> _DATA RECORDS_:
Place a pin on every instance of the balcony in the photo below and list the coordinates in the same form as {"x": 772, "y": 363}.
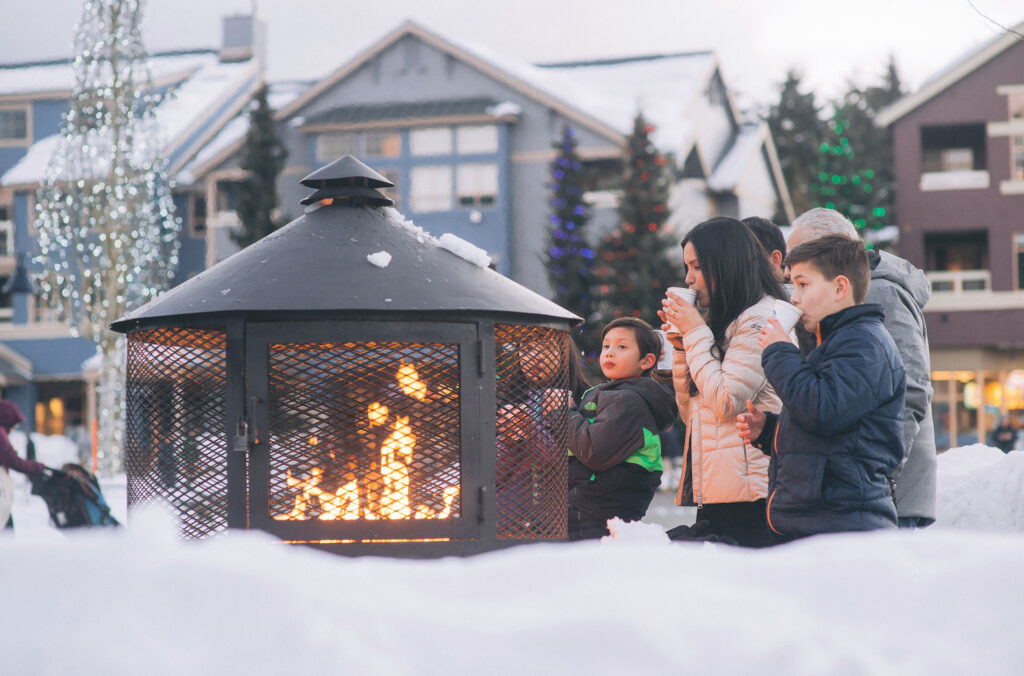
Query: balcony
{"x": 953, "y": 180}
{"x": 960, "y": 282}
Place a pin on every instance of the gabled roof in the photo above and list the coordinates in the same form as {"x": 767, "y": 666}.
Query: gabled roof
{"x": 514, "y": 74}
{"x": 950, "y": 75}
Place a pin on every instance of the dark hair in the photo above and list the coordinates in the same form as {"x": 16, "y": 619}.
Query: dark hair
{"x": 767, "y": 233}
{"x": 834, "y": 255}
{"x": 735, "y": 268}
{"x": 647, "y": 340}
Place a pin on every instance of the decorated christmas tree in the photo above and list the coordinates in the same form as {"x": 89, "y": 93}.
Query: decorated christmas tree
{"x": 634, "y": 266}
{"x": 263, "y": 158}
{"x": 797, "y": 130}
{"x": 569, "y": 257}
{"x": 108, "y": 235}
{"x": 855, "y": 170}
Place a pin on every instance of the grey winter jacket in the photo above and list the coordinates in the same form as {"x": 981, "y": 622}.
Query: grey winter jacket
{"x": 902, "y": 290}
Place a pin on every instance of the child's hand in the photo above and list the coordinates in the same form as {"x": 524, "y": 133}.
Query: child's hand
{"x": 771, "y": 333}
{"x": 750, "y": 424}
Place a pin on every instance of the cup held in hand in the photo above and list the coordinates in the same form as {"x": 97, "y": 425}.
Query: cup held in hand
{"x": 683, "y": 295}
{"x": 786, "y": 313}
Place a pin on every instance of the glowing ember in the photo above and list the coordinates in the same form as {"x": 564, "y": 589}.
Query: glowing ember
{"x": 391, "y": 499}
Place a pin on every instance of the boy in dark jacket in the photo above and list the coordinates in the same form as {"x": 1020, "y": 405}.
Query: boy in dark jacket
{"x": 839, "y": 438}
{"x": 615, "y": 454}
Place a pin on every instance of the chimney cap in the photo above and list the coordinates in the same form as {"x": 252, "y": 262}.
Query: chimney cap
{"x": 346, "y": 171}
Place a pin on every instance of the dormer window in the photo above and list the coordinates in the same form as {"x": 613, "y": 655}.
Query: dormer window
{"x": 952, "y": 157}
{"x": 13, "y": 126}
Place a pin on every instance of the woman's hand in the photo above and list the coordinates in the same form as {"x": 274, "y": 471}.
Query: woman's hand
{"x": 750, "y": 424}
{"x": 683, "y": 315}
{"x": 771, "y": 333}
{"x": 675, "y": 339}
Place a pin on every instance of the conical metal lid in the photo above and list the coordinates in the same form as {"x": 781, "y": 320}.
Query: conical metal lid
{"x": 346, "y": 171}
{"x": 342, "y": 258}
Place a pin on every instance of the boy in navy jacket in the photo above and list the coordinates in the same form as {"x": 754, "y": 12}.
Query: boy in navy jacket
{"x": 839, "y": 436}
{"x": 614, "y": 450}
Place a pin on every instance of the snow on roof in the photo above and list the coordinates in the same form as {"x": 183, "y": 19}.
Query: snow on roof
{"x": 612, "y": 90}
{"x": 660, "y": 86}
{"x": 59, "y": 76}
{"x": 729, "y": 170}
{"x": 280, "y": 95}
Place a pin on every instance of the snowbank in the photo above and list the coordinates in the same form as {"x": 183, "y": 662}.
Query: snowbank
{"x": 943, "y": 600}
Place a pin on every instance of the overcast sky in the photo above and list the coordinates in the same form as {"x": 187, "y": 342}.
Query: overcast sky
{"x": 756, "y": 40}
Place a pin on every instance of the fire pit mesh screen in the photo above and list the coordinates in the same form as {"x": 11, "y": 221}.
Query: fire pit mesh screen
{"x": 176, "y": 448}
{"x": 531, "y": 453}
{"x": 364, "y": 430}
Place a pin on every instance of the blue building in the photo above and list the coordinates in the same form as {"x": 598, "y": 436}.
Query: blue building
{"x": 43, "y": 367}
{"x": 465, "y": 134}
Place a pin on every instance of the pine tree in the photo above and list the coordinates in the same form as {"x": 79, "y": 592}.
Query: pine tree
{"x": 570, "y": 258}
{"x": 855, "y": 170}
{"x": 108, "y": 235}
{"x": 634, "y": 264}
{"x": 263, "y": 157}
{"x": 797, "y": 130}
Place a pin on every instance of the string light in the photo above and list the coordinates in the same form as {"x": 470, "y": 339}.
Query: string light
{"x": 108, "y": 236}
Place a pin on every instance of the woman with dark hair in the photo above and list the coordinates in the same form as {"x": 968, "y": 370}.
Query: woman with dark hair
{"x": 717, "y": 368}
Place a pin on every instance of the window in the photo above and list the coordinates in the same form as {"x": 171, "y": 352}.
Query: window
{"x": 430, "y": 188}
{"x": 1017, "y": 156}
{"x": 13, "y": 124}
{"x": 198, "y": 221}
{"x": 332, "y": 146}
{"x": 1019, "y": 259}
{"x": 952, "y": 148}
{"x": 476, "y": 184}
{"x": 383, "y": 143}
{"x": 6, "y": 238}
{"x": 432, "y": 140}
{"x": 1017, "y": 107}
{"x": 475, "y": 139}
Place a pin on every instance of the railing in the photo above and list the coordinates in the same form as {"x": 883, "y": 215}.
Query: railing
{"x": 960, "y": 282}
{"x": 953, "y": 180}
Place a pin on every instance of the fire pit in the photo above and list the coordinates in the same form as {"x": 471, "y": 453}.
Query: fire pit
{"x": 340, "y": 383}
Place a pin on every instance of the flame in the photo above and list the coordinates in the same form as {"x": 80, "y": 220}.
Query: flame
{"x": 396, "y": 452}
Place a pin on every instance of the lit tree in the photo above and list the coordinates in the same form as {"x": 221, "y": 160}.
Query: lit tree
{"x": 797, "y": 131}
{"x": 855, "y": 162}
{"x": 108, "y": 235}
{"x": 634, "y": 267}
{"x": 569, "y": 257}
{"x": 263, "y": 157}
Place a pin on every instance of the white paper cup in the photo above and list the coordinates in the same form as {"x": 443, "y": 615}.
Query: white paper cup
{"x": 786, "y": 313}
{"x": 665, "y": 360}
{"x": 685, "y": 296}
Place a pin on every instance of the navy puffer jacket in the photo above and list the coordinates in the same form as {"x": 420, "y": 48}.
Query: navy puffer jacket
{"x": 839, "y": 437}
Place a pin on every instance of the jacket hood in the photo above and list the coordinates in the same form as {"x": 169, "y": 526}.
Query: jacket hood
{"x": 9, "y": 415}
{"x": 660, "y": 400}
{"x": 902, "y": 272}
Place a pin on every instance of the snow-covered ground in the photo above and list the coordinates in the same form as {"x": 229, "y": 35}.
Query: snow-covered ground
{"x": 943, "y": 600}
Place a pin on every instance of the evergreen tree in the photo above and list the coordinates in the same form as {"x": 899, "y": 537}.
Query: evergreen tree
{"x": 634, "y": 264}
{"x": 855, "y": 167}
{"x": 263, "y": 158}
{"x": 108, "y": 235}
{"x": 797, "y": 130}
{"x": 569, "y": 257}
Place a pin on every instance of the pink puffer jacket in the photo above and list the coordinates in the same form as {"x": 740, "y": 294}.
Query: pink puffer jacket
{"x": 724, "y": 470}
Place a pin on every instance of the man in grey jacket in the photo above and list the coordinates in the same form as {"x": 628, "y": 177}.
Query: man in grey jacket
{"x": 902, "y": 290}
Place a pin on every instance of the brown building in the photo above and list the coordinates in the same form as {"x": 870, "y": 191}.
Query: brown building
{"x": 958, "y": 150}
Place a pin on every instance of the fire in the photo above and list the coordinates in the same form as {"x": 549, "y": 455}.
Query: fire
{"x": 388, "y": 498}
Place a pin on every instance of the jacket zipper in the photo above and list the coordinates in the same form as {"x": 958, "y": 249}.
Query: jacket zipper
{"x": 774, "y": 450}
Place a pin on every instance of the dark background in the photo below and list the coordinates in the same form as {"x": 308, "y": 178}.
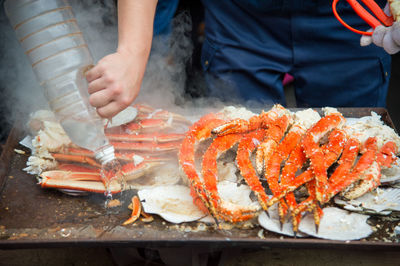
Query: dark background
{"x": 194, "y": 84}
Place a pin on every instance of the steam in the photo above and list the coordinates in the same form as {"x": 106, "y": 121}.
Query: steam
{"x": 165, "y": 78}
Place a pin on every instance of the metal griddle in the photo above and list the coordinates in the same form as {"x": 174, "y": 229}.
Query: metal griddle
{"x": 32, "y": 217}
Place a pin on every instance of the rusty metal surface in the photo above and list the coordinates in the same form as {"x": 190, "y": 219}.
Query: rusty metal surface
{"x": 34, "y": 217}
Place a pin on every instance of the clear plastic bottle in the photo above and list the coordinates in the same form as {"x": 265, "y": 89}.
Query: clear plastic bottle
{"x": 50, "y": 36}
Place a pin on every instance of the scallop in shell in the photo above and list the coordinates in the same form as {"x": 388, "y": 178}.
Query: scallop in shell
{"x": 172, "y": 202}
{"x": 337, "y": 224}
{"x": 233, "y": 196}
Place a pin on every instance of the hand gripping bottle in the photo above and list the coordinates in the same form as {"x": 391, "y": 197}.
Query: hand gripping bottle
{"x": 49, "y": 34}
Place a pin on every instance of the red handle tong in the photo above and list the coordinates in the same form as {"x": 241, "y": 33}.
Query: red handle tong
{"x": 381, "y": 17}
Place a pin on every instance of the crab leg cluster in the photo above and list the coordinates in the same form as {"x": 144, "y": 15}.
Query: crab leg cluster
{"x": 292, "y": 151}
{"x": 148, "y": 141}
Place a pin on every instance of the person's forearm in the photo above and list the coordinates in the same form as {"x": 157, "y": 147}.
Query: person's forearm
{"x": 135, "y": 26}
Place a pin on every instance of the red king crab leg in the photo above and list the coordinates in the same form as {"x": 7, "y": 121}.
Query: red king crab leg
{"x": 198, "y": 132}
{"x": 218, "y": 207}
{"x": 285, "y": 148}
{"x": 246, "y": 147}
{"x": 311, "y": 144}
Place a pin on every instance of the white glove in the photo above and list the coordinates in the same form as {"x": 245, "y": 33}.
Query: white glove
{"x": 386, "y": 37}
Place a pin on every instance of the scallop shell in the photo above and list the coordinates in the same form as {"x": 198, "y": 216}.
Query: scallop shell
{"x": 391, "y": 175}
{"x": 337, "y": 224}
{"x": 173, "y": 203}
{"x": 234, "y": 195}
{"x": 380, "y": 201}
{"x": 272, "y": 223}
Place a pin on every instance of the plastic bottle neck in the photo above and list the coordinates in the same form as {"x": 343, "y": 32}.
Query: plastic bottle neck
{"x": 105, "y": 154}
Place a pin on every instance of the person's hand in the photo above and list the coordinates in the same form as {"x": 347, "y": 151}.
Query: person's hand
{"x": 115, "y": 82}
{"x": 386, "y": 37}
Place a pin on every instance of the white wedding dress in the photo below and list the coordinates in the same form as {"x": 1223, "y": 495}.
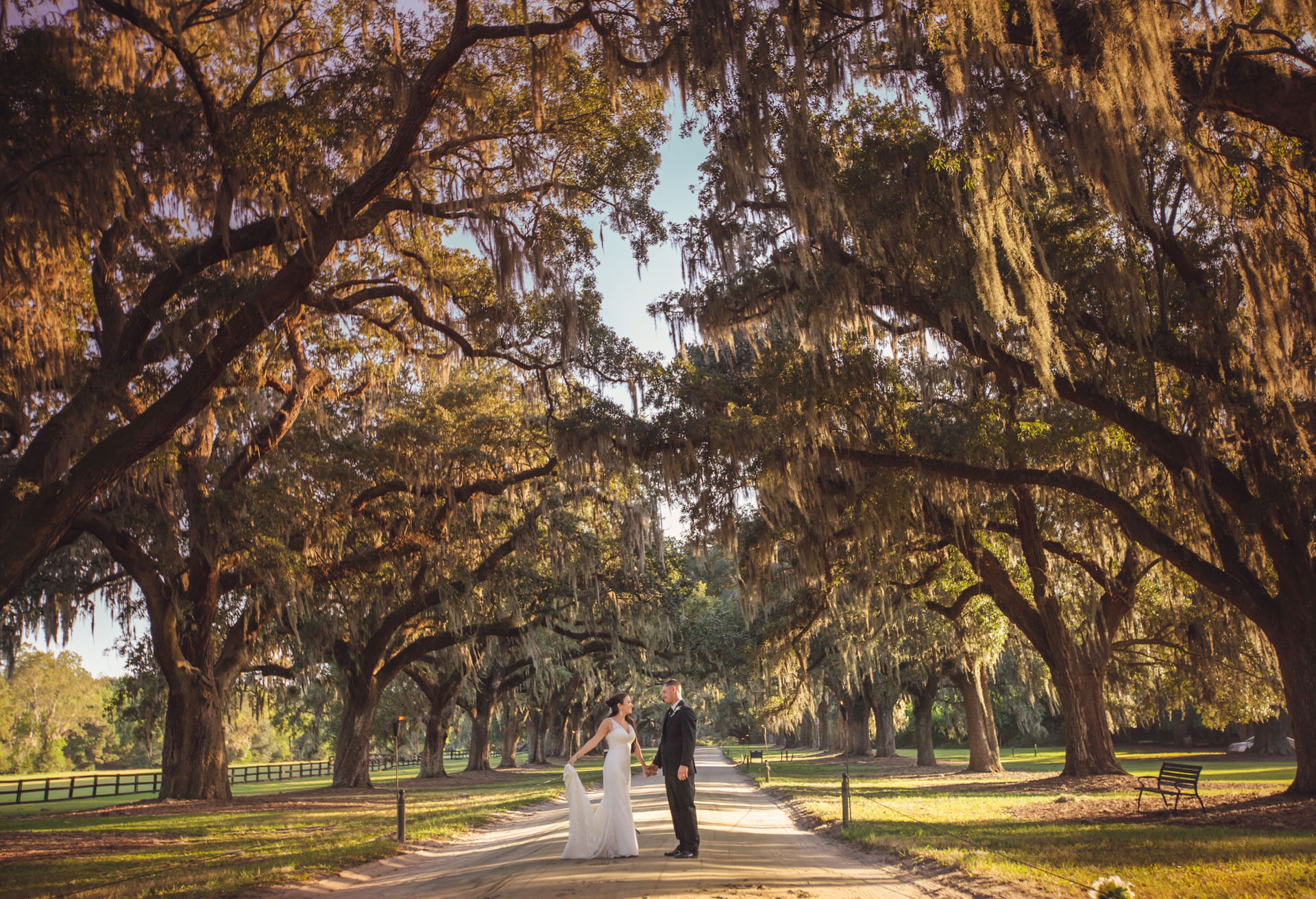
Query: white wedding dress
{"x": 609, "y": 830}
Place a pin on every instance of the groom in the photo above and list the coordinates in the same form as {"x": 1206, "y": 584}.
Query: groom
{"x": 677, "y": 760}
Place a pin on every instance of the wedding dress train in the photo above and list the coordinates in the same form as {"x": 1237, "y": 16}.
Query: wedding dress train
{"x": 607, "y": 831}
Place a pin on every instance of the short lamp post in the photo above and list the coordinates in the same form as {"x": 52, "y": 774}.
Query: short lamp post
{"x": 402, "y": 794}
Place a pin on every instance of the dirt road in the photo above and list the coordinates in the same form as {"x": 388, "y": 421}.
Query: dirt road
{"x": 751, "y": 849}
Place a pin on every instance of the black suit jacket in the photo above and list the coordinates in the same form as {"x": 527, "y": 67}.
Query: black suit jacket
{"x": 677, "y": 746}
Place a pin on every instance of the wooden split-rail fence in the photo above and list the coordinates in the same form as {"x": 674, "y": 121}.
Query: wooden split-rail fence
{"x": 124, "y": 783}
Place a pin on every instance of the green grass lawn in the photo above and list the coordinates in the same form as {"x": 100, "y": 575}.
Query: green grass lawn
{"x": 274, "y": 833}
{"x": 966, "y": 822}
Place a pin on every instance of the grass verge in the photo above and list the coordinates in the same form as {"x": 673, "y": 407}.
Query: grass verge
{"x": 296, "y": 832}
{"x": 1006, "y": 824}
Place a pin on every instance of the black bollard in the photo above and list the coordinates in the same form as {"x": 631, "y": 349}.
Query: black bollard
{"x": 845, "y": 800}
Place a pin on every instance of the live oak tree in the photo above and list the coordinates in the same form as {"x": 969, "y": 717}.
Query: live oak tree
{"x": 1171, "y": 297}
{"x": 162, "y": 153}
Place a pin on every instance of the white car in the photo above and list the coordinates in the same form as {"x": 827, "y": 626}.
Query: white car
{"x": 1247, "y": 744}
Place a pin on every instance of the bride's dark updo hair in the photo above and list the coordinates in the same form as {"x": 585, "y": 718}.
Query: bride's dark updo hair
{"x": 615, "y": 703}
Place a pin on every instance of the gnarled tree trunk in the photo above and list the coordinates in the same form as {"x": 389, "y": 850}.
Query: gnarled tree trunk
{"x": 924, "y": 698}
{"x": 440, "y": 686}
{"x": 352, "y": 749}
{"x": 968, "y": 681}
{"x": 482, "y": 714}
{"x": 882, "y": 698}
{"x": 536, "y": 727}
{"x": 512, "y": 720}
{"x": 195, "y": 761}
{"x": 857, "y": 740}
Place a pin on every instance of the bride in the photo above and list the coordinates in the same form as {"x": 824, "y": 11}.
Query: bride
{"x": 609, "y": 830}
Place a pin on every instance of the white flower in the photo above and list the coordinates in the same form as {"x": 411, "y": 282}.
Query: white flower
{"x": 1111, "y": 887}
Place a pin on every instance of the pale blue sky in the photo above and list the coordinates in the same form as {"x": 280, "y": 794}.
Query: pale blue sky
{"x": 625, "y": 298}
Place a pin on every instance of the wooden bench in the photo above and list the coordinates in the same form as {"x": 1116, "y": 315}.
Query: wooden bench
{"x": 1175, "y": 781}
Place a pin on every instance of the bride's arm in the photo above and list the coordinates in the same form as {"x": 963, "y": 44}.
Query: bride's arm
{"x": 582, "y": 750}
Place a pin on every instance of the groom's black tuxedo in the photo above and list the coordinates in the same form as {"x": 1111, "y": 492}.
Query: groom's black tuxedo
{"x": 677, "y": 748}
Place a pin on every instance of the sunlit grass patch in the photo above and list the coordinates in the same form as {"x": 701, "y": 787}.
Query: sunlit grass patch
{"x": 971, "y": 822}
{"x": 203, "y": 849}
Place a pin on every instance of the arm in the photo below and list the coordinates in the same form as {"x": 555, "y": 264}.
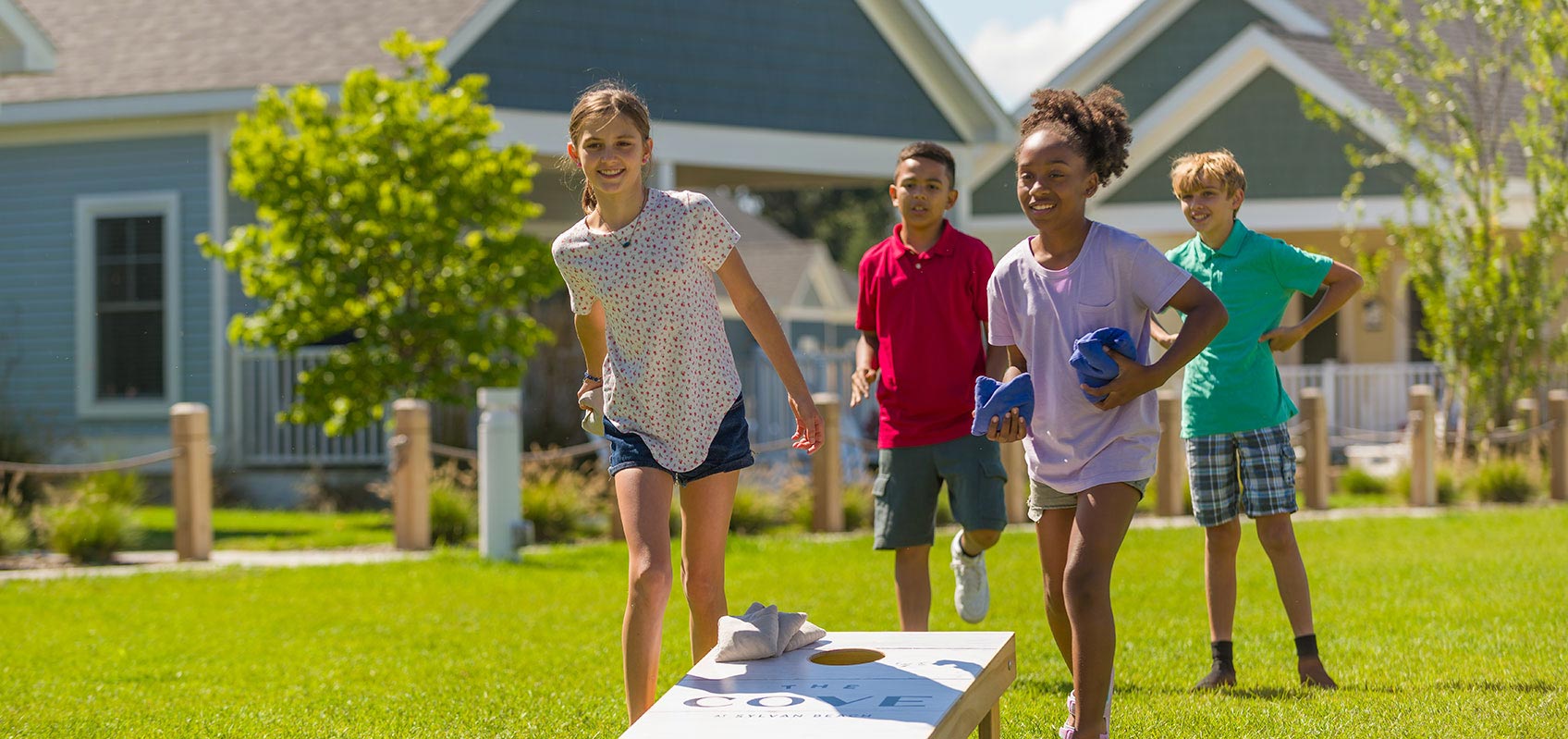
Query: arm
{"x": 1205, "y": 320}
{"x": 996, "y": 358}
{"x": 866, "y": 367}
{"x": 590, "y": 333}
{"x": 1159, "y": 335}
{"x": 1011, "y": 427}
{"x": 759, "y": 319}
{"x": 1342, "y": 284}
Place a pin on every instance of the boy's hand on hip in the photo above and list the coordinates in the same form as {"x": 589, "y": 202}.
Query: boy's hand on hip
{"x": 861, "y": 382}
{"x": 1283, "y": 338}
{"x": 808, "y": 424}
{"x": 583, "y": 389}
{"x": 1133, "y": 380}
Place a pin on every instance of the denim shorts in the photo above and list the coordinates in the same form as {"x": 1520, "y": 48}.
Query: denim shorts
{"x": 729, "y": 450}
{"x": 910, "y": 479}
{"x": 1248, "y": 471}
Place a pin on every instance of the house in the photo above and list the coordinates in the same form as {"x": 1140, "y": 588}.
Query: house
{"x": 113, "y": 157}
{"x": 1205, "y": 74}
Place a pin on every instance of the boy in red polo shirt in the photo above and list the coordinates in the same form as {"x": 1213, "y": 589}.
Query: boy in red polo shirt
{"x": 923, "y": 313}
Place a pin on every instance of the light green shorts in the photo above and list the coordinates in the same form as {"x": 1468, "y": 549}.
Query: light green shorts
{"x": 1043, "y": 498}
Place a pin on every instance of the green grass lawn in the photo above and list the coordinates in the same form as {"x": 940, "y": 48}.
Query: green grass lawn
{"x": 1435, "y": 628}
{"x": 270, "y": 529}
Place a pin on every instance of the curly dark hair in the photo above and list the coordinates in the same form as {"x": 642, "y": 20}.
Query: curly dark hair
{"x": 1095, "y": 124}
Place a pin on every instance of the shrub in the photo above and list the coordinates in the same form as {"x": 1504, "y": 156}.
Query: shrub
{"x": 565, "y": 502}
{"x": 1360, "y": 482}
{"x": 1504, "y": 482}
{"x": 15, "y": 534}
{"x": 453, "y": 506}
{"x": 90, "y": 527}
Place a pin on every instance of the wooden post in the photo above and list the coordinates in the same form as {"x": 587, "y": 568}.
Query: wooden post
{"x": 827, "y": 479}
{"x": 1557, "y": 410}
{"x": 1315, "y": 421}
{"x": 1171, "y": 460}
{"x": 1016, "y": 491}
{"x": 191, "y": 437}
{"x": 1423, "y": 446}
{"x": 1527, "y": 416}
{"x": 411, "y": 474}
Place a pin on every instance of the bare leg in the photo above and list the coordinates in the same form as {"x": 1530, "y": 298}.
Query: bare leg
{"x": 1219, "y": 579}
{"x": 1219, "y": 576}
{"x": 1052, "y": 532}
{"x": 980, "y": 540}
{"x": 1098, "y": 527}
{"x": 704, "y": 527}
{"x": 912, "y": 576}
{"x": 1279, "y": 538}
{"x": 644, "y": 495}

> _WHAT IS NEEDED_: Set down, exactly as they stand above, the lines starting with the line with "Place a pin on every instance of the scallop shell" and going on through the line with "Place a pin on every instance of the plastic", and no others.

> _EXERCISE SOLUTION_:
Place a pin on every instance of the scallop shell in the photo above and list the coordinates in the same form as {"x": 198, "y": 216}.
Query: scallop shell
{"x": 391, "y": 175}
{"x": 337, "y": 224}
{"x": 173, "y": 203}
{"x": 234, "y": 195}
{"x": 380, "y": 201}
{"x": 272, "y": 223}
Place a pin on every instance of the plastic bottle neck in the photo above and list the coordinates in the same form as {"x": 343, "y": 32}.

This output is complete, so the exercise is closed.